((
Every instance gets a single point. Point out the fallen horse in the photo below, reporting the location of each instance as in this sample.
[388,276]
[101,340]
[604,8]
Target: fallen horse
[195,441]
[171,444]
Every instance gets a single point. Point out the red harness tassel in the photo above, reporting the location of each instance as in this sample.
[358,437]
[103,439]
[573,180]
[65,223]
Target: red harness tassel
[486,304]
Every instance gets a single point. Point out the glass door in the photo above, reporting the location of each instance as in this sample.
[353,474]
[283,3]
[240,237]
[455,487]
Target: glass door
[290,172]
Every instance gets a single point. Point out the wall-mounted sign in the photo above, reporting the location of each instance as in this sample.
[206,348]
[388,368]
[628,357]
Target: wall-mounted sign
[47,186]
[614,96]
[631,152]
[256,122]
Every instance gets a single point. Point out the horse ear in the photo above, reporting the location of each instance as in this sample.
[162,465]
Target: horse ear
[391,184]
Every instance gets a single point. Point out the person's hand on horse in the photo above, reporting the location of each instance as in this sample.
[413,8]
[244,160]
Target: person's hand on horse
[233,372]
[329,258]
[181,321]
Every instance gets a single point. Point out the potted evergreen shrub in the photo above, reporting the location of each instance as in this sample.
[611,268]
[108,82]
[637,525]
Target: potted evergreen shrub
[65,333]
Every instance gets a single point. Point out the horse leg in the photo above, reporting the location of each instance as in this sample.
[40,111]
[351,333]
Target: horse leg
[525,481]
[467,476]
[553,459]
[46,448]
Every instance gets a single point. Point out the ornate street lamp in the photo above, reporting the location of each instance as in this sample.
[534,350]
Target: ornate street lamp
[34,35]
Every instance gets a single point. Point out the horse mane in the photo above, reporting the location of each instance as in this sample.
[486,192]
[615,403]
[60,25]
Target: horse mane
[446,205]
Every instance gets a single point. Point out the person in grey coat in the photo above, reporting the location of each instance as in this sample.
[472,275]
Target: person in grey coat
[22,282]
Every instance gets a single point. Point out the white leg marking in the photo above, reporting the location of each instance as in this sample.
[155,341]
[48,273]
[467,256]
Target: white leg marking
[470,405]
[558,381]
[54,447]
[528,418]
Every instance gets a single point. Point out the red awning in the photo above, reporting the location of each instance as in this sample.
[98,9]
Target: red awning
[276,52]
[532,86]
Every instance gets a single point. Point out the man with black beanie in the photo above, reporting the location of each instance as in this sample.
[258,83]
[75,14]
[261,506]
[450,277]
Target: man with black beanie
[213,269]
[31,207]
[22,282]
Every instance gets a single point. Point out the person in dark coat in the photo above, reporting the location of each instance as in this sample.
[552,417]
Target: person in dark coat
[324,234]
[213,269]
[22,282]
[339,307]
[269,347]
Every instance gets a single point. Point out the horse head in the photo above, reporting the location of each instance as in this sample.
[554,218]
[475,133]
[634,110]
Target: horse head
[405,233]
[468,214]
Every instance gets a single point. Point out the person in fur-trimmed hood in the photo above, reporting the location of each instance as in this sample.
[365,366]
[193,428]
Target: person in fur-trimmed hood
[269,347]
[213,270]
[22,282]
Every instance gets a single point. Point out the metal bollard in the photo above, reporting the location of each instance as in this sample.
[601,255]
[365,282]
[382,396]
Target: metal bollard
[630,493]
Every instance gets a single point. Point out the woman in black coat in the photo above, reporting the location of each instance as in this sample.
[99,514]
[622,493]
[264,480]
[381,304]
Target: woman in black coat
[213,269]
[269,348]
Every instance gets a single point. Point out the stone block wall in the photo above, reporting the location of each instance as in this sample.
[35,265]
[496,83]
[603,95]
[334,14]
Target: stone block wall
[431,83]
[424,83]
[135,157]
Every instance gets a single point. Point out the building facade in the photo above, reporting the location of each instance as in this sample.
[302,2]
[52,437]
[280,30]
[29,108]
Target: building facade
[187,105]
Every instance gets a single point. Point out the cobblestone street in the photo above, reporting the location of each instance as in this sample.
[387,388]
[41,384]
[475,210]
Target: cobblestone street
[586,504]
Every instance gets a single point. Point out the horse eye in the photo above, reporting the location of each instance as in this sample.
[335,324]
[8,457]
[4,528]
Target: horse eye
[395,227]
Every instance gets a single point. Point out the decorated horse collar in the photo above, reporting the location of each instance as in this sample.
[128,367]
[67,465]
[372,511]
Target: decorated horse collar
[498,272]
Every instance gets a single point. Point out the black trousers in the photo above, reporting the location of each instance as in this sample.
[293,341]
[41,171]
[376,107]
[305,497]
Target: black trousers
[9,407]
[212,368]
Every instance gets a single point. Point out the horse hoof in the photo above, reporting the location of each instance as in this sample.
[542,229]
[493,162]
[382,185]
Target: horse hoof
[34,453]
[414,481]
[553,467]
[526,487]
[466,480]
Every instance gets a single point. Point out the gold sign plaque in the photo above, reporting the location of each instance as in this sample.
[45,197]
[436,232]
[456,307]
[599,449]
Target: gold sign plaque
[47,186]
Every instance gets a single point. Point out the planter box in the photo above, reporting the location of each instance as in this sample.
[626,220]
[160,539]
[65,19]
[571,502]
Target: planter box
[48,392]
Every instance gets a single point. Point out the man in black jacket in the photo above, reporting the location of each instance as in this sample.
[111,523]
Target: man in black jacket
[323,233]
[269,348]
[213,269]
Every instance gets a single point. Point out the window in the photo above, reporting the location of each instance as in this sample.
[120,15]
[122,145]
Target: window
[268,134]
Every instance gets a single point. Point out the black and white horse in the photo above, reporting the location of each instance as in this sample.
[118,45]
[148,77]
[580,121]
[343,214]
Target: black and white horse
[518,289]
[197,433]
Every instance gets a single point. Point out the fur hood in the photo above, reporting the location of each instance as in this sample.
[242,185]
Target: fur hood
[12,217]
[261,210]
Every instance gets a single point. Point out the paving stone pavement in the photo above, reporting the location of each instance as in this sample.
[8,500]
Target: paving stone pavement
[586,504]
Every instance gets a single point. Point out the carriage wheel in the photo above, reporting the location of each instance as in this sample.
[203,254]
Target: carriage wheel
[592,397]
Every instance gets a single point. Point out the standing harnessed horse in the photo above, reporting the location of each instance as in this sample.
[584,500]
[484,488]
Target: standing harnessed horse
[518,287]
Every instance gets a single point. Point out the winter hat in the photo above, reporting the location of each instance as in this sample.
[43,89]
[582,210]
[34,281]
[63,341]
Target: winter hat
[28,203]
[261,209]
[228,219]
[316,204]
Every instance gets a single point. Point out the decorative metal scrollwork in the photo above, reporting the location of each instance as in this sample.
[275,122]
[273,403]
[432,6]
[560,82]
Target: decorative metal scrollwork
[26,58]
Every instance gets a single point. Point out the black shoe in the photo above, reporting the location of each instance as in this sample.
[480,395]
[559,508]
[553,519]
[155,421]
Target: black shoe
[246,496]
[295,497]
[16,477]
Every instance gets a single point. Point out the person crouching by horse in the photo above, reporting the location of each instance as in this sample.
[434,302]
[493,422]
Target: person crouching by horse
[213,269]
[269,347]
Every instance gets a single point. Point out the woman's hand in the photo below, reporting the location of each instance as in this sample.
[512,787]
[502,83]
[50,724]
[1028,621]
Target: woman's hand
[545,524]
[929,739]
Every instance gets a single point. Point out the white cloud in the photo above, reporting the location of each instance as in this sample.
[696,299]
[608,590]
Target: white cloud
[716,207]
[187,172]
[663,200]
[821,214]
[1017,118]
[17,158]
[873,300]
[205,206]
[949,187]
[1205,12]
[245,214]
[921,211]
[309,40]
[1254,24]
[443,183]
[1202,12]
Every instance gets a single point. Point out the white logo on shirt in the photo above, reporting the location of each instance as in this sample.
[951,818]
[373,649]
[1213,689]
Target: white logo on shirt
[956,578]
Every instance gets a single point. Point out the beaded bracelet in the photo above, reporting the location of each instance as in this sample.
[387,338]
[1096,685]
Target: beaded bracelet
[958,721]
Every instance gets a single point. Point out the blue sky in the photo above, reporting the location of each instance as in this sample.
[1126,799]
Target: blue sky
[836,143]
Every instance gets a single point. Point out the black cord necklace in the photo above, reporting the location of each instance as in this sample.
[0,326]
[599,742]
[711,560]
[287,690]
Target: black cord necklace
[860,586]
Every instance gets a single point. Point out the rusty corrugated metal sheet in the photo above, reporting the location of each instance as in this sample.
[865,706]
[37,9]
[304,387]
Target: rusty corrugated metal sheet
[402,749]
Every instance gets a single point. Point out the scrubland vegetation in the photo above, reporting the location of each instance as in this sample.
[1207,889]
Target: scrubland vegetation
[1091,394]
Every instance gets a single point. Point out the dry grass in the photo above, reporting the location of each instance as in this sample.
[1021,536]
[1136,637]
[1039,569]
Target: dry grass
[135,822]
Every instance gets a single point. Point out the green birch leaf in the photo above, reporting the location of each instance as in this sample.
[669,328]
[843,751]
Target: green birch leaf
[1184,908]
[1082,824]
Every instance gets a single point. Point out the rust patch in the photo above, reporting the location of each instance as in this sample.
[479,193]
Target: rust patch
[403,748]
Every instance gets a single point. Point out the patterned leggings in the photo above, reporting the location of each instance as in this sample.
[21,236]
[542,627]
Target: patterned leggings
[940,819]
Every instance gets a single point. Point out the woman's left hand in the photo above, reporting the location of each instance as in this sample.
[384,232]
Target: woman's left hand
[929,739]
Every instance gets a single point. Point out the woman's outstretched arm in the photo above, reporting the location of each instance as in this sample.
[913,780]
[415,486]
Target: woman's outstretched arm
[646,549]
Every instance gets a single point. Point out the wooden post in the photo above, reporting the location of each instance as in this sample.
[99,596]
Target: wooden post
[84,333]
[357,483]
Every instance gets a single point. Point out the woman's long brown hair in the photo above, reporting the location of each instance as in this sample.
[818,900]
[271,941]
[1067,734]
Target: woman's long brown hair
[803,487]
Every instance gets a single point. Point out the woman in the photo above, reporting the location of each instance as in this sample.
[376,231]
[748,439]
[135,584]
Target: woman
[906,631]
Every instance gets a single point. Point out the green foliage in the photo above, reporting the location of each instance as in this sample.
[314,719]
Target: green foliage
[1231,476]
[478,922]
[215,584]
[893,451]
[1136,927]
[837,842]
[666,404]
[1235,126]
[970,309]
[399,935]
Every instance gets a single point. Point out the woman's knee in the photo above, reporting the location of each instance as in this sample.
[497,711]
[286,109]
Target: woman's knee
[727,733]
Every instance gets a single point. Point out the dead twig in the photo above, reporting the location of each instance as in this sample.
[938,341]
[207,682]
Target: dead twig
))
* GOAL *
Rewrite the lines from the one that has "Every instance gets a single point. Point out the green foliage" through the end of the lines, changing "dead twig" to "dry twig" and leaving everything else as it is.

* OUTPUT FOR THIS TASK *
Every instance gets a single point. Point out the green foliage in the photo above, reporting the location of each instance as in this sample.
[314,719]
Target: green foliage
[1231,476]
[478,922]
[215,584]
[893,451]
[1136,927]
[837,842]
[666,404]
[1235,126]
[970,309]
[399,935]
Every instance gets a single point. Point out the woman's knee in the photo above, reporting the location of each instance as in this sample.
[497,711]
[286,109]
Target: woman's knee
[727,733]
Every instance gets a single point. Point out the dry twig in the photo above, reporting the location of each instance as in this sample.
[938,341]
[207,682]
Target: dry twig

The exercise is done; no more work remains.